Показанный отрывок:
━━━━━━━━━━

Да, ещё Россия — это надрыв. Этот надрыв постоянно стимулируется надрывными песнями (от Высоцкого, романсов, до современной попсы), разговорами по душам, наставлениями, всей этой нравственной физиологией, абсолютно неприличной для европейцев. Это можно было раньше считать душевностью, какой-то искренностью, но сейчас это считывается как грубое залезание в душу. Это один из признаков полного неуважения к личному пространству, к личным границам, постоянное грубое их нарушение: по мелочам, в личном общении, и глобально, на уровне государства. Это неуважение к личному времени, к тому, что называется «удобством, комфортом»» (отсутствие пандусов и лифтов на вокзалах; дикие бюрократические правила). С русскими некомфортно при личном общении , они или показно замкнуты, или лезут в душу, или её выворачивают.


Не советский/русский, в этом смысле, человек — деда. Хотя он и очень жёсткий, принципиальный.


Он единственный, кто скорбит о войне, кто не говорит о ней всуе (всуе говорю о ней и я).


В России все любят учить жизни и стараются растеребить душу.


Уже после суток в Финляндии начинает отпускать, потому что нет бытового хамства, грубости. Все вежливые и доброжелательные. Здесь никто друг друга не рассматривает. Это другой мир, с той же природой.


В России люди постоянно применяют насилие — к себе и к окружающим. Кричат друг на друга. И я понимаю, насколько я русская, в этом ужасном смысле. Как я тоже злословлю, какие у меня тиранические, деспотические черты.


В Финляндии очень много русскоязычных. Один мужик нервно орал в трубку в магазине. Достаточно встретиться взглядом и понятно, что это соотечественники. До мобилизации, когда мы ехали в Россию, по приаэропортовскому шоппингу гуляли сытые и хамоватые люди из России. Финнам, по выражению лиц, было за них неудобно. Их вид, их поведение вызывали недоумение. На обратном пути, в Хельсинки, у людей из России (или у русскоязычных украинцев) было совсем другое выражение лица — озабоченное, напряжённое.


На переходе границы, после мобилизации, когда мы возвращались, людей было жалко, очень. Все были усталые, растерянные, униженные. Раздавленные, подавленные люди. Уезжающие в никуда. Семь человек из автобуса не пропустили. Они были молодые, худые, не наглые. Одного молодого парня я запомню насегда, его завернули. Может быть его пошлют на войну и он умрёт, погибнет.


***

Всё это ненормальное, всё это грубое, наглое, неадекватное поведение объясняется так называемой «особенностью» русского пути, русских людей, непохожестью на остальных. Этим кичатся и этому потакают.

***

Когда смотришь из окна самолёта на облака — пухлые, золотые, бело-голубые, не верится, что под ними могут взрываться бомбы.

━━━━━━━━━━

Материал для изучения:
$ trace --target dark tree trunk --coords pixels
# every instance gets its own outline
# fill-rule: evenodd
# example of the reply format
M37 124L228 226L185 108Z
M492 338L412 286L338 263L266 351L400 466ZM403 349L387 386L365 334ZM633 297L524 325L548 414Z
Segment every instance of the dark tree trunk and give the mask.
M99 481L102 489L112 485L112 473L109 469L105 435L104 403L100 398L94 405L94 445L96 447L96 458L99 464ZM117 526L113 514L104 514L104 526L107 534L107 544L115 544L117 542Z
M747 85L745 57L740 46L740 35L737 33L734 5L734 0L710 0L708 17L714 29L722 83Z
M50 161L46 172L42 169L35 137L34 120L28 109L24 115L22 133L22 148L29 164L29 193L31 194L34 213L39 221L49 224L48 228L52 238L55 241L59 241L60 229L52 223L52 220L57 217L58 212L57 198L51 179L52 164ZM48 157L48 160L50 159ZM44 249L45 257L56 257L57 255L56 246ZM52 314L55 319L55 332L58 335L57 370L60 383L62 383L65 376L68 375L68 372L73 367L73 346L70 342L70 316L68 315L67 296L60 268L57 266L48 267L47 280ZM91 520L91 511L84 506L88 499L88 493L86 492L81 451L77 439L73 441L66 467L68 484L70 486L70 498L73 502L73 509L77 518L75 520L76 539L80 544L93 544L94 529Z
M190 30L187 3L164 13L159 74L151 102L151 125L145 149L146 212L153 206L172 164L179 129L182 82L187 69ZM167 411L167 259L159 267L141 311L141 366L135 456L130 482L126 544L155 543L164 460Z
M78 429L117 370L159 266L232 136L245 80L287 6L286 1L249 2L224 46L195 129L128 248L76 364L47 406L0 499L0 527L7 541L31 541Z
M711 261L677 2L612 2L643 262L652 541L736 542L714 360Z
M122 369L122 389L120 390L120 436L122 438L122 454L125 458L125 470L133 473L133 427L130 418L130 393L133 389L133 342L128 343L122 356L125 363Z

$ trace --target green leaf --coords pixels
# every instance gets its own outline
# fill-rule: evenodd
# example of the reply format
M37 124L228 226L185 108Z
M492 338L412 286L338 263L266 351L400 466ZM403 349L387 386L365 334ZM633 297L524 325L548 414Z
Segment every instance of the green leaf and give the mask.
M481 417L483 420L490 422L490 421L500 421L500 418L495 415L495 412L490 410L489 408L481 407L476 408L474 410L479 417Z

━━━━━━━━━━

Выполните задания:
- A) Отредактируйте показанный отрывок: перепишите всё от «Не советский/русский, в» до «той же природой.», заменив «Финляндии» на «Эстонии».
- B) Ответьте на вопросы по показанному отрывку.
(i) Кто единственный скорбит о войне и не говорит о ней всуе?
(ii) Какое выражение лица было у людей из России на обратном пути, в Хельсинки?
(iii) Скольких человек из автобуса не пропустили через границу?

Выполненные задания:
- A)
Не советский/русский, в этом смысле, человек — деда. Хотя он и очень жёсткий, принципиальный.


Он единственный, кто скорбит о войне, кто не говорит о ней всуе (всуе говорю о ней и я).


В России все любят учить жизни и стараются растеребить душу.


Уже после суток в Эстонии начинает отпускать, потому что нет бытового хамства, грубости. Все вежливые и доброжелательные. Здесь никто друг друга не рассматривает. Это другой мир, с той же природой.

- B)
(i) Деда.
(ii) Озабоченное, напряжённое.
(iii) Семь человек.